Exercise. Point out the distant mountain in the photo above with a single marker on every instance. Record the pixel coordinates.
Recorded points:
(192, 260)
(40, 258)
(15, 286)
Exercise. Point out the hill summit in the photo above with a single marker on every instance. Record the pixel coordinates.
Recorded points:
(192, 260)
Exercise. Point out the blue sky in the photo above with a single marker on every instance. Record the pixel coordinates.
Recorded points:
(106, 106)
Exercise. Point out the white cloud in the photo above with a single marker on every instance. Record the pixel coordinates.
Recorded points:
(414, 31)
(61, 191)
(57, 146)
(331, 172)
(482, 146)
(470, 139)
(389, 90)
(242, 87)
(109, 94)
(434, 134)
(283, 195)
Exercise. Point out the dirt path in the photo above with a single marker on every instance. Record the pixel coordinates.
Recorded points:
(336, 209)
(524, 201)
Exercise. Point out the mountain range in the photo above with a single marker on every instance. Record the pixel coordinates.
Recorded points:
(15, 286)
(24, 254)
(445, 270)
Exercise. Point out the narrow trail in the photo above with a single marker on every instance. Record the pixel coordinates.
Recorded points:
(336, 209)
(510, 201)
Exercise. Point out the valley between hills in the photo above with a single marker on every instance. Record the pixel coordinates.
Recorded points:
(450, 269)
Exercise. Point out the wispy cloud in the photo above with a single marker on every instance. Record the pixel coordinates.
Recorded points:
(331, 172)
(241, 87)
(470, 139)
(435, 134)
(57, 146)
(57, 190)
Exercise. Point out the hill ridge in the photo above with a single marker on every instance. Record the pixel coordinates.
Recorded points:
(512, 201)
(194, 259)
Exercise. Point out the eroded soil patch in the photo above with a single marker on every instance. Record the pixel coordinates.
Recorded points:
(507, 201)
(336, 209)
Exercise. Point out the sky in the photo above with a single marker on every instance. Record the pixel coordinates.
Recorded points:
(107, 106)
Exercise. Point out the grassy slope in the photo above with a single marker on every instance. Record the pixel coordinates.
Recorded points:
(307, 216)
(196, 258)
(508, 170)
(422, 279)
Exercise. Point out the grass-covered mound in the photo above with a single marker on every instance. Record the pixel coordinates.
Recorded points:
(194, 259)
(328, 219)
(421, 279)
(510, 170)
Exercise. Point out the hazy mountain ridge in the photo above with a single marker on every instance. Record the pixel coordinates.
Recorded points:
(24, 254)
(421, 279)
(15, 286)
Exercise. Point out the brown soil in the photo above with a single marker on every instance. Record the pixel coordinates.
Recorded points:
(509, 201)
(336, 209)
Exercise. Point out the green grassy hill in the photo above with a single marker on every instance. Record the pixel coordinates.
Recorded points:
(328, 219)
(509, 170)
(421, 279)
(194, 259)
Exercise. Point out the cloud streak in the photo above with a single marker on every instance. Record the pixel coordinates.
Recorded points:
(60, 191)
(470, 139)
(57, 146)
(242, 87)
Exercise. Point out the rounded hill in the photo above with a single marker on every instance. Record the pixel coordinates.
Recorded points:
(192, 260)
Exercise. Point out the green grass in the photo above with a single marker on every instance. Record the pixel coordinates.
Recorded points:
◇ ◇ ◇ ◇ ◇
• [Work instructions]: Respond with only the number of lines in the records that include the word "green".

• [Reply]: 2